### OBJETIVOS
**a)** Traduce al inglés esta oración del texto sobre el acuerdo entre Israel y Marruecos: "Tanto Israel como Marruecos salen ganando con el acuerdo."
**b)** Retoma el texto sobre el acuerdo entre Israel y Marruecos y continúalo a partir de su última oración.

### TEXTO FUENTE
--------

AFKAR-IDEAS  >   NÚMERO 62

Marroquíes celebran el acuerdo entre Israel y Marruecos, que supone el reconocimiento por parte de Estados Unidos de la anexión marroquí del Sáhara Occidental. Rabat, diciembre de 2020./FADEL SENNA/AFP VIA GETTY IMAGES

Israel, Marruecos y los conflictos irresolubles

El acuerdo entre ambos países implica el reconocimiento por EEUU de la anexión marroquí del Sáhara Occidental, un conflicto que el Derecho Internacional no ha sabido abordar.
Marina Ottaway
 | 

El acuerdo entre Israel y Marruecos alcanzado en diciembre de 2020 con la mediación de Estados Unidos es una negociación entre los dos países que proporciona a ambos beneficios sustanciales sin ningún coste. El acuerdo –anunciado el 10 de diciembre de 2020 por la Casa Blanca y no aplicado aún en su totalidad en el momento de escribir estas líneas– exige el mutuo reconocimiento y el establecimiento de relaciones diplomáticas plenas entre Marruecos e Israel, así como el reconocimiento estadounidense de la anexión del Sáhara Occidental por parte de Marruecos, acción ilegal a tenor del derecho internacional. Tanto Israel como Marruecos salen ganando con el acuerdo. Israel obtiene el reconocimiento de un sexto país árabe (tras Egipto, Jordania, Emiratos Árabes Unidos, Bahréin y Sudán) y, por su parte, Marruecos consigue que una gran potencia reconozca sus aspiraciones sobre el Sáhara Occidental, algo que persigue desde hace casi medio siglo. La Administración Trump no ganaba nada, aparte de demostrar su inquebrantable apoyo a Israel, pero tampoco perdía, pues no consideraba que quebrantar el derecho internacional tuviera coste.

Sin embargo, la negociación sí implica un peaje, que pagarán los saharauis, cuyo derecho a la autodeterminación en virtud del derecho internacional se ha desoído sin miramientos, y los palestinos, quienes ven cómo la comunidad árabe pierde fuelle en su determinación de no reconocer al Estado de Israel mientras no se solucione la cuestión palestina. Las víctimas colaterales de la negociación son las Naciones Unidas, apartadas de una cuestión de la que supuestamente estaban al cargo y, más ampliamente, la comunidad internacional.

--------

### DATOS MOSTRADOS
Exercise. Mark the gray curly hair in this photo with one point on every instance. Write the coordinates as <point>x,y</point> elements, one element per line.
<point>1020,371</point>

--------

### RESPUESTAS
**a)** Both Israel and Morocco come out ahead with the agreement.

**b)**
Este acuerdo es fruto de diversos factores. Uno de ellos es, sin duda, el desprecio de la administración Trump por el derecho internacional y su apoyo incondicional a Israel, el mismo que le llevó a trasladar la embajada estadounidense de Tel Aviv a Jerusalén y a cambiar de opinión sobre la ilegalidad de los asentamientos israelíes en Cisjordania el pasado mes de noviembre. El segundo factor de peso –que suele pasarse por alto– es la fatiga internacional ante una coyuntura aparentemente irresoluble que parece prolongarse indefinidamente, tanto en los territorios palestinos como en el Sáhara Occidental. En marzo de 1979, meses después de que Israel y Egipto firmaran el tratado de paz de Camp David, los miembros de la Liga Árabe votaron la expulsión de Egipto y el traslado de la sede de la organización de El Cairo a Túnez (Egipto fue readmitido en 1989 y la sede de la Liga Árabe volvió a El Cairo en 1991). Entre 2020 y principios de 2021, sin embargo, otros cuatro países árabes decidieron reconocer a Israel, y apenas se produjeron algunas críticas veladas entre el resto de Estados árabes.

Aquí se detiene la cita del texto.